Short exercise
Copy every one of the entries below word for word.

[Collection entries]
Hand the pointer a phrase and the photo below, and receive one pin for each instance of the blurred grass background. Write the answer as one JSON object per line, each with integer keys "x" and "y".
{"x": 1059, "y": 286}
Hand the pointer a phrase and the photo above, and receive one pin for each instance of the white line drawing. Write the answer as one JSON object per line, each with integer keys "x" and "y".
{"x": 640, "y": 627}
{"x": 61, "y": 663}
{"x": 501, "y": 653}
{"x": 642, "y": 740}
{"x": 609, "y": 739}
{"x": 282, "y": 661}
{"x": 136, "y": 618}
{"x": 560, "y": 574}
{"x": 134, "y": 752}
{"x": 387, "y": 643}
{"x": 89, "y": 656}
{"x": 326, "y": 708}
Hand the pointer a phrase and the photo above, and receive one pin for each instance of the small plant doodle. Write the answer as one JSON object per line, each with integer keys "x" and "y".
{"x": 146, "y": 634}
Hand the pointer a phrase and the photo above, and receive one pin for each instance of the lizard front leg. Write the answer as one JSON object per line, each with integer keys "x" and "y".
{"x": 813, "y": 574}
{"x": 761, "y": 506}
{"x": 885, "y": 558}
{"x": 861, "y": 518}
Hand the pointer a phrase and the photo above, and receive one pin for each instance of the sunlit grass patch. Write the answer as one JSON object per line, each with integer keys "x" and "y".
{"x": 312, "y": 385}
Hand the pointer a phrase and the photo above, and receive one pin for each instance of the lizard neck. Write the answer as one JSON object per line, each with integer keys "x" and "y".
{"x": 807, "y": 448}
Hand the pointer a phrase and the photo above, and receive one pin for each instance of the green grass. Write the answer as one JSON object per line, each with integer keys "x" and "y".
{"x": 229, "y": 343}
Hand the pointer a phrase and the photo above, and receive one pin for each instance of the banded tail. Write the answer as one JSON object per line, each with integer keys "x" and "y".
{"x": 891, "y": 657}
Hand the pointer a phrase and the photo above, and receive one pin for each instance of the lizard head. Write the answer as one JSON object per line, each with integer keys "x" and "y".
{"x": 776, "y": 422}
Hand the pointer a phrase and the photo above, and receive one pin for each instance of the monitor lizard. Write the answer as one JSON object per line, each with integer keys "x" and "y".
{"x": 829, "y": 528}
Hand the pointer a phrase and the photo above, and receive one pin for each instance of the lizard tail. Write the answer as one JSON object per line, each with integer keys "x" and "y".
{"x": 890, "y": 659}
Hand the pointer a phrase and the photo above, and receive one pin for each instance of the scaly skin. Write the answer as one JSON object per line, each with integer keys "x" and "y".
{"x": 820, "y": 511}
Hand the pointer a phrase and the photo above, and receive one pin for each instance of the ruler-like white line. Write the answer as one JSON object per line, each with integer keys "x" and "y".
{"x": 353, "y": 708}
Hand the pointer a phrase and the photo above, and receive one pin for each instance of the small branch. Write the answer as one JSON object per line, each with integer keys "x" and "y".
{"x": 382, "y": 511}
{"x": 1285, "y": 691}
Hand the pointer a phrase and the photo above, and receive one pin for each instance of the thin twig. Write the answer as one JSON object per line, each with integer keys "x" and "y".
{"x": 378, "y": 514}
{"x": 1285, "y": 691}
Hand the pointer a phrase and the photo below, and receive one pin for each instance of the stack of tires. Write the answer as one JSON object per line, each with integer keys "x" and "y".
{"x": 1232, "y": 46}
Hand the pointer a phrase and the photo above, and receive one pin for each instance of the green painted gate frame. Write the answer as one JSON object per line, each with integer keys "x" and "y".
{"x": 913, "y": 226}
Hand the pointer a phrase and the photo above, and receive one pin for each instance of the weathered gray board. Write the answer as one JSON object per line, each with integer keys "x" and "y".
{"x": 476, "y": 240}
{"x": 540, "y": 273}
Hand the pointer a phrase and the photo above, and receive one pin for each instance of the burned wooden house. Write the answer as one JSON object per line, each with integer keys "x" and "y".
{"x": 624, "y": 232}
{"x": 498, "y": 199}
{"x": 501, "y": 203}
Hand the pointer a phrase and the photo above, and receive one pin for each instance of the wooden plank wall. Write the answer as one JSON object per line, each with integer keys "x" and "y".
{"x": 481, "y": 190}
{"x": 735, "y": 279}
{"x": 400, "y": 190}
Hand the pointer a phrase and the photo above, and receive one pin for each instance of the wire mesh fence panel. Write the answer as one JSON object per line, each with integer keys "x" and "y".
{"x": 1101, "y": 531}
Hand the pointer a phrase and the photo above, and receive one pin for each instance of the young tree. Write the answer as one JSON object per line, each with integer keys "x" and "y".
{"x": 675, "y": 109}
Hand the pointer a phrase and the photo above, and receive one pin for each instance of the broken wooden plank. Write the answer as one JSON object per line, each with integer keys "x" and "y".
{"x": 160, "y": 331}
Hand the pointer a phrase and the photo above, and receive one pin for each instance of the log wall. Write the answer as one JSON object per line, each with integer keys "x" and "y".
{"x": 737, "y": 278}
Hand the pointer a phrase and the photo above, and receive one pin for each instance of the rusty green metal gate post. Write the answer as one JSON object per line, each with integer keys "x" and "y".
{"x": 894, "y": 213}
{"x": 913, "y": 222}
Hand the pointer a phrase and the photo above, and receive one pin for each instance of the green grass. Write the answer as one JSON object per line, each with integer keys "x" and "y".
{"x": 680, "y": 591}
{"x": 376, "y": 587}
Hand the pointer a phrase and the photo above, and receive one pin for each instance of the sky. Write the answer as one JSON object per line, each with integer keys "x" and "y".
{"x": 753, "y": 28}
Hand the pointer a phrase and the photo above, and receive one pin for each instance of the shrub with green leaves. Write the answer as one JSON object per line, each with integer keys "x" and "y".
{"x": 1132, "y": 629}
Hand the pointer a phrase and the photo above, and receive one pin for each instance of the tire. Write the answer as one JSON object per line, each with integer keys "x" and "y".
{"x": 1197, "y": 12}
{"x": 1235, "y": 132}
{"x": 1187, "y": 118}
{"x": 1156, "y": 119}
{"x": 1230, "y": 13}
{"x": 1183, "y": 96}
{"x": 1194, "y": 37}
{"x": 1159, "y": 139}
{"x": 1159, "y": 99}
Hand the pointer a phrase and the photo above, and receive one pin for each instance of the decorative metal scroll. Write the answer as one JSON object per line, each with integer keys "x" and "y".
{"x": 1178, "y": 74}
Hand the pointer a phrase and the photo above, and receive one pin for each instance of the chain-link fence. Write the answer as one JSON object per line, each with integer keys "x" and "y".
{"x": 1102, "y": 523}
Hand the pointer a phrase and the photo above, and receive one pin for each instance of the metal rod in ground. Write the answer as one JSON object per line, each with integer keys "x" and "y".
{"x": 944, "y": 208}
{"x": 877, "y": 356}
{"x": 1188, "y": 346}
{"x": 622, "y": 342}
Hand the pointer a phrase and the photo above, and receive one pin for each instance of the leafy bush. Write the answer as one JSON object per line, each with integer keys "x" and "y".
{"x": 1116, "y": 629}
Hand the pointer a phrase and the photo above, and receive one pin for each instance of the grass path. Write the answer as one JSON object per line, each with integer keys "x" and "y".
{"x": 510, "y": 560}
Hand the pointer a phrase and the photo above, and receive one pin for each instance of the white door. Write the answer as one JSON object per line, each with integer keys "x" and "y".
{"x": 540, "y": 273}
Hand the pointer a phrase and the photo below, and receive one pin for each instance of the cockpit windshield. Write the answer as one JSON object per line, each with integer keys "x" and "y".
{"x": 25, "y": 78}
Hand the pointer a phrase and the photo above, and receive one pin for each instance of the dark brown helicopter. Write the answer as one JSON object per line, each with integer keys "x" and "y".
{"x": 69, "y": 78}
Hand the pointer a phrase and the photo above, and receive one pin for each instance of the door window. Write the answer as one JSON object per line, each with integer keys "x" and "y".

The reply
Hand the pointer a phrase and the photo below, and receive one pin for each instance of the blurred grass background. Write the answer as one JSON object per line, each with integer keys "x" and "y".
{"x": 1059, "y": 286}
Hand the pointer a phrase and the photo above, and receive one pin for each instance of the white line drawing. Write the answer as one JSON object per line, each with integer keys "x" and "y".
{"x": 640, "y": 627}
{"x": 61, "y": 663}
{"x": 501, "y": 653}
{"x": 642, "y": 740}
{"x": 609, "y": 739}
{"x": 282, "y": 661}
{"x": 136, "y": 618}
{"x": 560, "y": 574}
{"x": 134, "y": 752}
{"x": 387, "y": 643}
{"x": 89, "y": 656}
{"x": 326, "y": 708}
Hand the pointer a phrase and the photo above, and receive one pin for each instance of the small plant doodle. Write the answer as one JSON object per line, each with integer keys "x" and "y".
{"x": 146, "y": 634}
Hand the pointer a phrase and the photo above, and receive one pin for each instance of the lizard front leg. Write the answer as one JSON object per line, each with integer keys "x" and "y".
{"x": 813, "y": 574}
{"x": 761, "y": 506}
{"x": 885, "y": 558}
{"x": 861, "y": 518}
Hand the pointer a phrase and the photo above, and receive one pin for each instance of the sunlit grass patch. Write the answer as one JSON object per line, each with integer keys "x" and "y".
{"x": 312, "y": 385}
Hand the pointer a phrase and the photo above, and receive one pin for each instance of the lizard neck. Write the answer as one JSON object per line, each with integer keys "x" and "y".
{"x": 807, "y": 448}
Hand the pointer a phrase and the photo above, and receive one pin for each instance of the green grass. Write the answer as one JSON object per line, each with integer keys "x" and "y".
{"x": 229, "y": 343}
Hand the pointer a phrase and the photo above, and receive one pin for each instance of the banded tail. Write the answer as one JSON object per line, each with integer keys "x" and "y".
{"x": 891, "y": 657}
Hand the pointer a phrase and the photo above, and receive one pin for each instance of the lizard head. Write the answer as one JSON object per line, each with integer keys "x" and "y".
{"x": 776, "y": 422}
Hand the pointer a phrase and the photo above, and receive one pin for each instance of the monitor lizard. Write the answer as one JSON object per line, each with integer keys "x" and "y".
{"x": 829, "y": 528}
Hand the pointer a phrase and the photo above, and receive one pin for each instance of the lizard tail. Write the answer as one JSON object per line, each with integer keys "x" and "y".
{"x": 890, "y": 659}
Hand the pointer a phrase and the photo above, and receive one pin for each instance of the scaly skin. Write the answer as one JSON object per line, each with integer keys "x" and "y".
{"x": 820, "y": 511}
Hand the pointer a phrase and the photo above, and receive one pin for each instance of the ruler-like white line. Write the answer as one JSON object per line, each with integer keys "x" and "y".
{"x": 353, "y": 708}
Hand the pointer a phrase and the photo above, and receive one pin for each instance of the small branch. Write the answer as one JSON object per line, each with integer keys "x" and "y".
{"x": 382, "y": 511}
{"x": 1285, "y": 691}
Hand the pointer a phrase and the photo above, and receive one pin for each instance of the thin twig. Write the answer as one JSON object per line, each with integer keys "x" and "y".
{"x": 378, "y": 514}
{"x": 1285, "y": 691}
Hand the pointer a phrase and the photo below, and receive one pin for each instance of the stack of tires. Write the answer as one JSON object per line, each with integer keys "x" and "y".
{"x": 1232, "y": 46}
Hand the pointer a phrase and the photo above, and receive one pin for each instance of the green painted gate frame. Write the answer as one JSON object per line, each with integer keys "x" and "y".
{"x": 913, "y": 226}
Hand the pointer a phrase and the photo above, and receive one pin for each instance of the weathered gray board. Write the answer as one JSON object per line, each with integer keys "x" and "y".
{"x": 476, "y": 240}
{"x": 540, "y": 273}
Hand the pointer a phrase and the photo above, and receive one pin for each instance of the burned wooden house. Write the answer as one JSON object per line, each with integer keys "x" and "y".
{"x": 624, "y": 232}
{"x": 498, "y": 199}
{"x": 501, "y": 203}
Hand the pointer a phrase and the photo above, and receive one pin for each instance of the wooden plank wall. Write the answer as one JSON object per line, each with integer keys "x" and "y".
{"x": 481, "y": 190}
{"x": 735, "y": 279}
{"x": 400, "y": 190}
Hand the pointer a phrase and the photo above, and receive one pin for each instance of the wire mesh fence panel. Write the answer as one JSON object per line, each with integer keys "x" and "y".
{"x": 1101, "y": 531}
Hand the pointer a phrase and the photo above, and receive one pin for each instance of the young tree. Write the answer as one JSON object per line, each with integer keys "x" and "y".
{"x": 675, "y": 109}
Hand the pointer a phrase and the photo above, and receive one pin for each instance of the broken wooden plank. Write the answer as one JSON object per line, each with integer keys "x" and "y".
{"x": 160, "y": 331}
Hand the pointer a phrase and the photo above, and receive one pin for each instance of the log wall. Write the answer as one JSON object per line, each with integer keys "x" and "y".
{"x": 737, "y": 278}
Hand the pointer a phrase and the photo above, and receive one pin for each instance of the rusty green metal gate post. Write the answer as one JSON object per line, each with integer keys "x" and "y".
{"x": 894, "y": 213}
{"x": 913, "y": 222}
Hand the pointer a phrase and the photo above, and receive one pin for each instance of the green grass. Write the answer as one JSON object per line, each with integer keys "x" and "y".
{"x": 680, "y": 591}
{"x": 376, "y": 587}
Hand the pointer a phrase and the photo above, and receive one pin for each instance of the sky. Write the answer as one JSON object per line, each with integer keys "x" and "y".
{"x": 753, "y": 28}
Hand the pointer a phrase and the photo above, and receive one pin for each instance of the shrub with green leaves. Write the answer as one JSON object per line, each with integer keys "x" and "y".
{"x": 1132, "y": 629}
Hand the pointer a phrase and the photo above, and receive one pin for each instance of the tire. Write the answer as one JSON object per line, each with integer keys "x" and "y".
{"x": 1197, "y": 12}
{"x": 1235, "y": 132}
{"x": 1187, "y": 118}
{"x": 1156, "y": 119}
{"x": 1230, "y": 13}
{"x": 1183, "y": 96}
{"x": 1194, "y": 37}
{"x": 1159, "y": 139}
{"x": 1159, "y": 99}
Hand the pointer a phrase and the photo above, and receive one pin for each instance of the decorative metal scroll. Write the answer as one JSON object per line, each with integer keys "x" and "y".
{"x": 1178, "y": 74}
Hand the pointer a phrase and the photo above, and receive one pin for each instance of the chain-link fence. Write the answer as one JSON object per line, each with integer keys "x" and "y".
{"x": 1102, "y": 523}
Hand the pointer a phrase and the photo above, and receive one pin for each instance of the metal rod in ground. Write the answer as one JSON object per line, each with integer keys "x" and "y".
{"x": 944, "y": 208}
{"x": 877, "y": 356}
{"x": 1188, "y": 346}
{"x": 622, "y": 342}
Hand the pointer a phrase and the photo above, and receive one pin for each instance of the leafy bush. Write the answer as one JSON object per line, each with integer keys "x" and "y".
{"x": 1116, "y": 629}
Hand the pointer a phrase and the photo above, and receive one pin for each instance of the grass path. Write the answer as one JSON object per line, each with integer keys "x" and "y".
{"x": 510, "y": 560}
Hand the pointer a phrase and the photo above, and receive one pin for each instance of the white door. Write the answer as one JSON object per line, each with integer keys "x" and "y".
{"x": 540, "y": 273}
Hand the pointer a phrase and the photo below, and receive one pin for each instance of the cockpit windshield. Write the answer as one JSON object per line, each with integer keys "x" and "y".
{"x": 25, "y": 78}
Hand the pointer a phrase and the photo above, and receive one pin for each instance of the dark brown helicopter. Write the answer as one JSON object per line, each with integer keys "x" and "y".
{"x": 69, "y": 78}
Hand the pointer a phrase and the photo above, and receive one pin for each instance of the door window. Write the answer as one JSON object per line, each with integer keys "x" and "y".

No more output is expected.